**The request:**
Count the lines of the data below that contain the string "given", treating uppercase and lowercase as different, and reply with only that number.
— Start —
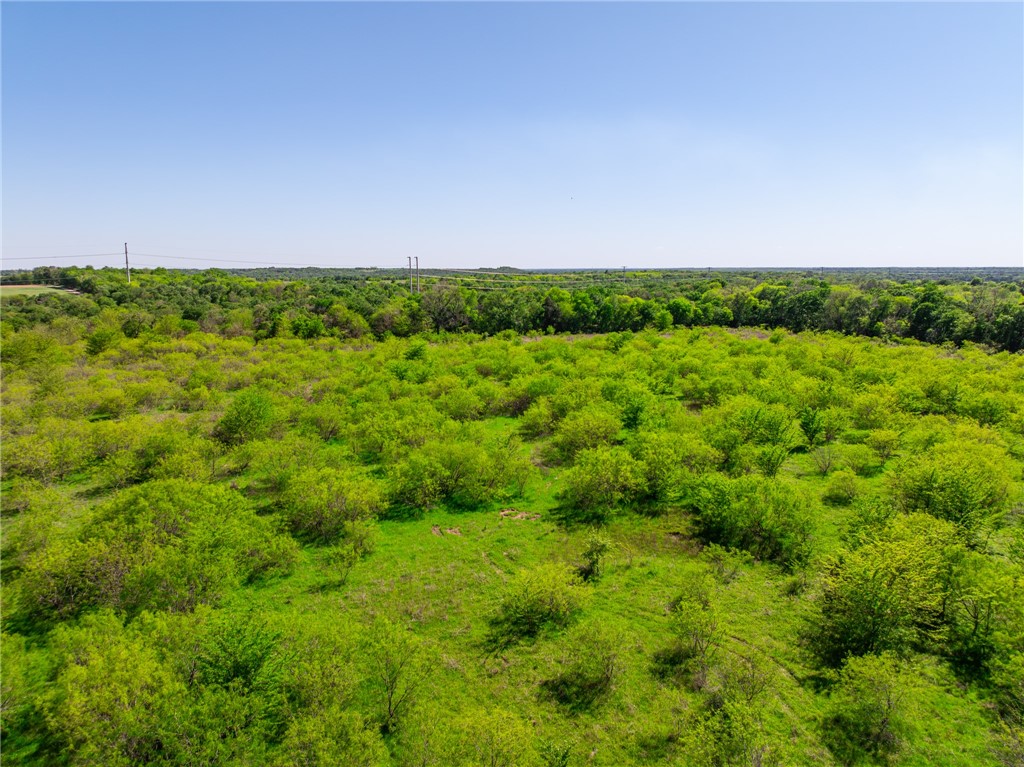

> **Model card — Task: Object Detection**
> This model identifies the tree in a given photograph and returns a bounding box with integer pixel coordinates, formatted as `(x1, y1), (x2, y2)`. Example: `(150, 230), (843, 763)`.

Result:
(282, 706), (390, 767)
(541, 626), (623, 711)
(562, 446), (644, 519)
(281, 469), (384, 543)
(807, 514), (956, 667)
(821, 654), (911, 765)
(214, 388), (276, 444)
(487, 564), (584, 649)
(364, 617), (426, 734)
(44, 611), (185, 766)
(891, 440), (1011, 546)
— End —
**Exercise output:**
1